'''

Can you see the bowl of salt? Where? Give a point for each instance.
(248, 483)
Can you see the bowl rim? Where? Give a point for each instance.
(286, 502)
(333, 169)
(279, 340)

'''

** Exercise description **
Each line of the material above must be retyped precisely.

** Solution to this problem **
Can you see the bowl of salt? Where? Give a point for each instance.
(248, 483)
Can you see the bowl rim? Where? Give a point for each instance.
(286, 502)
(333, 169)
(279, 340)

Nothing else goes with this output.